▶ **INFORMATION**
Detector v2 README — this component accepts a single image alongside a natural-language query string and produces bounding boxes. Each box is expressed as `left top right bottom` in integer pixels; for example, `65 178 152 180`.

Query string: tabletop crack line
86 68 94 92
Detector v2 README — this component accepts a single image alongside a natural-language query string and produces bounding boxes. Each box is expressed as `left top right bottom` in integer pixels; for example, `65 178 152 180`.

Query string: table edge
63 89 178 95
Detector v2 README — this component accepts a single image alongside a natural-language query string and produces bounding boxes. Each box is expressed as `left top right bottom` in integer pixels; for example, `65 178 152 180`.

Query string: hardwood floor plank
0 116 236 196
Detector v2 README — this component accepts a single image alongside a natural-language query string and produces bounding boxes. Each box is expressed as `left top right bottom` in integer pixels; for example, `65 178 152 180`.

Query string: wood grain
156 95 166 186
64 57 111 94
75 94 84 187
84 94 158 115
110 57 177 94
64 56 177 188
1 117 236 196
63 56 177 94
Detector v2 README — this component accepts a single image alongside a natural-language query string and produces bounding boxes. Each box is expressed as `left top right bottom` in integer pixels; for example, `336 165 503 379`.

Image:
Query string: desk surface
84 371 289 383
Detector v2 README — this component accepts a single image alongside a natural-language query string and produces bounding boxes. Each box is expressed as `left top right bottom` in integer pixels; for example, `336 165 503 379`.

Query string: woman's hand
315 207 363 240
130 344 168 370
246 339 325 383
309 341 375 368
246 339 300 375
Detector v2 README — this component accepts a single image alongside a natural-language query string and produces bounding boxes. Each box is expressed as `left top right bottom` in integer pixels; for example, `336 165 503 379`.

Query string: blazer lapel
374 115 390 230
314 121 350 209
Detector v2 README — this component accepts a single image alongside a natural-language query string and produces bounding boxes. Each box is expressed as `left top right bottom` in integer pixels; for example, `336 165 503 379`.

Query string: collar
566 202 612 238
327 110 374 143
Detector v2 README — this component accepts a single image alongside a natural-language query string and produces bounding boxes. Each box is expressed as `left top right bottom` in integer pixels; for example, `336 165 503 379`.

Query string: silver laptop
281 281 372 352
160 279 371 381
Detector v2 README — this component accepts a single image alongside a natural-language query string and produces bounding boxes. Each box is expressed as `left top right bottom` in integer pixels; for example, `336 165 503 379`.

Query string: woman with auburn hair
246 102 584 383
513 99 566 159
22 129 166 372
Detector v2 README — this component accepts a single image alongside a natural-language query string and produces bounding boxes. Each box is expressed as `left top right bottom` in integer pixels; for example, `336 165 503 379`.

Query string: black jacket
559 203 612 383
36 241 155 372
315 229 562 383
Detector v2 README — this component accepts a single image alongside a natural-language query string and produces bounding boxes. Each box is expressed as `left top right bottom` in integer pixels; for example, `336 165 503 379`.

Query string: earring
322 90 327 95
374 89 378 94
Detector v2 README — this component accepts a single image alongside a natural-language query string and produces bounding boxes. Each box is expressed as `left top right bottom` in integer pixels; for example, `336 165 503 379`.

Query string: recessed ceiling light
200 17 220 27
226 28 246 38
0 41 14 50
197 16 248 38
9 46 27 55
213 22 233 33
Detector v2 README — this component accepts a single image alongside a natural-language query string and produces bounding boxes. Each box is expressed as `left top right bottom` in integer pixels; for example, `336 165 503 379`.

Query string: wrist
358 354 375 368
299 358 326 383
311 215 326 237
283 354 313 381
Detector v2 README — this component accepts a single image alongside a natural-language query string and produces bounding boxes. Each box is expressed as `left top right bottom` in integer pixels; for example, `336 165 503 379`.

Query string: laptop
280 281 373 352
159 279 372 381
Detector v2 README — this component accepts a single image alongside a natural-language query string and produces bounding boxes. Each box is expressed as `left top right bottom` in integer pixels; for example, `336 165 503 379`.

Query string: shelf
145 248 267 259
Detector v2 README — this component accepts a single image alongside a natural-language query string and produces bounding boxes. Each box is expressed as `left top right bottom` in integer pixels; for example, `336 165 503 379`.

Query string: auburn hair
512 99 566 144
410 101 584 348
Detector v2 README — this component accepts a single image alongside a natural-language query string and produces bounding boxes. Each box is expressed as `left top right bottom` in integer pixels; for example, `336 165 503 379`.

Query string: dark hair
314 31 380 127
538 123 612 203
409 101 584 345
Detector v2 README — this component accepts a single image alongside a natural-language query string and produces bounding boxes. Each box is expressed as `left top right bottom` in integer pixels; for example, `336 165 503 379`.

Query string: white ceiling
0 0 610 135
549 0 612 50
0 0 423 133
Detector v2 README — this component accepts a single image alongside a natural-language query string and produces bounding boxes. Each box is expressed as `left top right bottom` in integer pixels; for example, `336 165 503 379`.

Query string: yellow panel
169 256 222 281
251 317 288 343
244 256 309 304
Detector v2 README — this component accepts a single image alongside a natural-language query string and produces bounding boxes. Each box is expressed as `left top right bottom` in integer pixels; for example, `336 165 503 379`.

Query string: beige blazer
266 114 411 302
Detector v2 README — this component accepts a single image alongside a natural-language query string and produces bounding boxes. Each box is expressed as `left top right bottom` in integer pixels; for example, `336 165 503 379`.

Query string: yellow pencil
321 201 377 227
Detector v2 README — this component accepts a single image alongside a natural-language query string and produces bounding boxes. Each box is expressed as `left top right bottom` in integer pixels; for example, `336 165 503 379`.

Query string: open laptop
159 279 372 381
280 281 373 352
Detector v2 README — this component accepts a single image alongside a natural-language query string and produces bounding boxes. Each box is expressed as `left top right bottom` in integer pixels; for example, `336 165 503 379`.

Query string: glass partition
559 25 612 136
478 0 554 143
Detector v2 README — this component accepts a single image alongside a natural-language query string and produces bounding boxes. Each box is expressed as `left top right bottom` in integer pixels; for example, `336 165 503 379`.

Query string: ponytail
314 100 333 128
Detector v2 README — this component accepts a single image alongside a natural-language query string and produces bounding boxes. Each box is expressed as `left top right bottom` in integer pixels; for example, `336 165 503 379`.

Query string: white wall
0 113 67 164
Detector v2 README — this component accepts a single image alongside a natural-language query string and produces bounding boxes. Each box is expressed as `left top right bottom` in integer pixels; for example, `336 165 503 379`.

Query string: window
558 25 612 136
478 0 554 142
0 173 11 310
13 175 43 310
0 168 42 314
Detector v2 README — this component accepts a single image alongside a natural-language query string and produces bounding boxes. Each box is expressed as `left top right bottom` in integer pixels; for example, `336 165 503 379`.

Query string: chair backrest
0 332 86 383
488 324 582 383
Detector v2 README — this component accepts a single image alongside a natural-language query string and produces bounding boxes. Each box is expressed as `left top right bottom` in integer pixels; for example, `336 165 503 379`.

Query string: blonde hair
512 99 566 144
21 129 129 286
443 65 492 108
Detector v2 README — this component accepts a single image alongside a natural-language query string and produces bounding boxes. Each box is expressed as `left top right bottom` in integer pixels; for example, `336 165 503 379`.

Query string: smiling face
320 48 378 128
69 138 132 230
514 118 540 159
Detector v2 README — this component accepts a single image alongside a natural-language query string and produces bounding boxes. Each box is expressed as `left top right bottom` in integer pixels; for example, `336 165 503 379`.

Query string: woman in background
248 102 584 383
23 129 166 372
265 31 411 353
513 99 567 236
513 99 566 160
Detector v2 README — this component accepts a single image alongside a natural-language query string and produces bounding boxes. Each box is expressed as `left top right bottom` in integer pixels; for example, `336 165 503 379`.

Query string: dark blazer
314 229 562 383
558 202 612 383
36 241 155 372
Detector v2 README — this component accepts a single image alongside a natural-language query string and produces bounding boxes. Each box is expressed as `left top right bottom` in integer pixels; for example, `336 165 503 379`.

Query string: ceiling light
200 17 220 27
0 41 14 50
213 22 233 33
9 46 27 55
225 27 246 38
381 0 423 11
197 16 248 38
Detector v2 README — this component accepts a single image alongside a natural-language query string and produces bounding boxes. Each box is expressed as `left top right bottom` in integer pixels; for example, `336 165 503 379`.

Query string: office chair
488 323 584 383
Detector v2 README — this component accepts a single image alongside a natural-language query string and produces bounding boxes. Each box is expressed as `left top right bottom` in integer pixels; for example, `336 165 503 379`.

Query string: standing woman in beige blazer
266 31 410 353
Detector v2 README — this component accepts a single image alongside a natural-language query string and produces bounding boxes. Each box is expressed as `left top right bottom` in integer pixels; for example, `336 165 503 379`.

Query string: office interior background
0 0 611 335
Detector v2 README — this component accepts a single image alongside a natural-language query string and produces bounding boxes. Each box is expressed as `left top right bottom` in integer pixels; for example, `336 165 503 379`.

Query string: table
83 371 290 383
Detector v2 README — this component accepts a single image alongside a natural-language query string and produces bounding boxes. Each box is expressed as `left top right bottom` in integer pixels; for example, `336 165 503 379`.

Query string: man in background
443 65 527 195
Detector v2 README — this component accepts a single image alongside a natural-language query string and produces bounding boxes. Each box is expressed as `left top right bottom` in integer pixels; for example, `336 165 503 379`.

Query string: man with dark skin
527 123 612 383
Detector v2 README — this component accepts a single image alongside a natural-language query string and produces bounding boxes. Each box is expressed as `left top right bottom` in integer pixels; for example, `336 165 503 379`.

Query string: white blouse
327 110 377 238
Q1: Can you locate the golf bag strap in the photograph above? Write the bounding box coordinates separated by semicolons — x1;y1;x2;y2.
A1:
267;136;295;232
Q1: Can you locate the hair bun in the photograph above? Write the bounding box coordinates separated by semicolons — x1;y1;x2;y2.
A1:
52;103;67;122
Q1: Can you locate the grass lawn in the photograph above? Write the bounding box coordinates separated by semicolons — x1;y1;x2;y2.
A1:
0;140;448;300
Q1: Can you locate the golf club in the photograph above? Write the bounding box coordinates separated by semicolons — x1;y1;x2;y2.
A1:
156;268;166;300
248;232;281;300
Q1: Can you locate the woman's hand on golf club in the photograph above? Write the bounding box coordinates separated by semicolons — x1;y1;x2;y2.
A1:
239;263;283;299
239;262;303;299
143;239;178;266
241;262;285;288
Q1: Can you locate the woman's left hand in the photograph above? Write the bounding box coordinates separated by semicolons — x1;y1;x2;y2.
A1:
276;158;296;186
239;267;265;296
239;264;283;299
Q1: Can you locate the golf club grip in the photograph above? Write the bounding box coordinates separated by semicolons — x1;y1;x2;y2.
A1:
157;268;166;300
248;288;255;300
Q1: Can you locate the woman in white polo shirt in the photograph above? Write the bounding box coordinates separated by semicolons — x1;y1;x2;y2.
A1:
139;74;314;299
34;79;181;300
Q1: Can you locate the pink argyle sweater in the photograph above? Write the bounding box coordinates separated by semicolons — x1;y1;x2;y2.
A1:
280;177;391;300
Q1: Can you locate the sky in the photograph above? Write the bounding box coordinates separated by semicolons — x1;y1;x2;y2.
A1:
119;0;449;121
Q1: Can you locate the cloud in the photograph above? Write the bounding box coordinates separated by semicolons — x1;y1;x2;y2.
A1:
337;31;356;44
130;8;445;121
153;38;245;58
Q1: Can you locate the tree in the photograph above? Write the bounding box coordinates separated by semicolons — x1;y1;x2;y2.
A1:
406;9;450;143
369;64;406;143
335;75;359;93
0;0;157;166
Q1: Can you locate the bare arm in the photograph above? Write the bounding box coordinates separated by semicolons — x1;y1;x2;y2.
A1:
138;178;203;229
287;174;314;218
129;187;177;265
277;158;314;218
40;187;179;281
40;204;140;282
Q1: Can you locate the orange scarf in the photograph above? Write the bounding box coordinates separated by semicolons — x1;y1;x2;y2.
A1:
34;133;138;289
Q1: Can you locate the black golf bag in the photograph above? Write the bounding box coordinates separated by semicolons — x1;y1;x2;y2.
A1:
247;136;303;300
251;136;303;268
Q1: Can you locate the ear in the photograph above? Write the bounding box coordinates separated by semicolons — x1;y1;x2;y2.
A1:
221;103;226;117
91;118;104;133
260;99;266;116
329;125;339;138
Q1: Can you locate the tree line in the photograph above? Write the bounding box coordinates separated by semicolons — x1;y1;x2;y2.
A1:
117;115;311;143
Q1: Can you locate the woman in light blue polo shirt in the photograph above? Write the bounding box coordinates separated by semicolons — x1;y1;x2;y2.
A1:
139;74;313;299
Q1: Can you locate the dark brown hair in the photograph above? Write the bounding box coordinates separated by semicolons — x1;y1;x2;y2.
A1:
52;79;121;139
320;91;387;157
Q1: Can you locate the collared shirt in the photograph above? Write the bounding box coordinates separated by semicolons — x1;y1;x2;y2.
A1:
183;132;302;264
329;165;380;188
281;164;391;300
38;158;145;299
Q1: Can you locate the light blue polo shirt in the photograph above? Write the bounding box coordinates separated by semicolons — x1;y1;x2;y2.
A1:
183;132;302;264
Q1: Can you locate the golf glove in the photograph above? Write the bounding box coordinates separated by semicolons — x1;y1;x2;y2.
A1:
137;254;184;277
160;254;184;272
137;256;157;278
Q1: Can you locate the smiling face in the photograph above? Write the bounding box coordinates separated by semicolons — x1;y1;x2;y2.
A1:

▶ **EXERCISE**
Retrieve every line above holding the word "polo".

▶ **RESULT OF THE EXERCISE**
Q1: Can you locate the woman in white polo shirt in the photograph above? Write the bounding box coordinates separated by semicolons — x1;y1;x2;y2.
Q1: Can you locate the woman in light blue polo shirt in the photograph above? Write the bounding box coordinates separated by semicolons — x1;y1;x2;y2.
Q1: Can you locate the light blue polo shirt in the photograph above? Write the bounding box coordinates separated by semicolons — x1;y1;x2;y2.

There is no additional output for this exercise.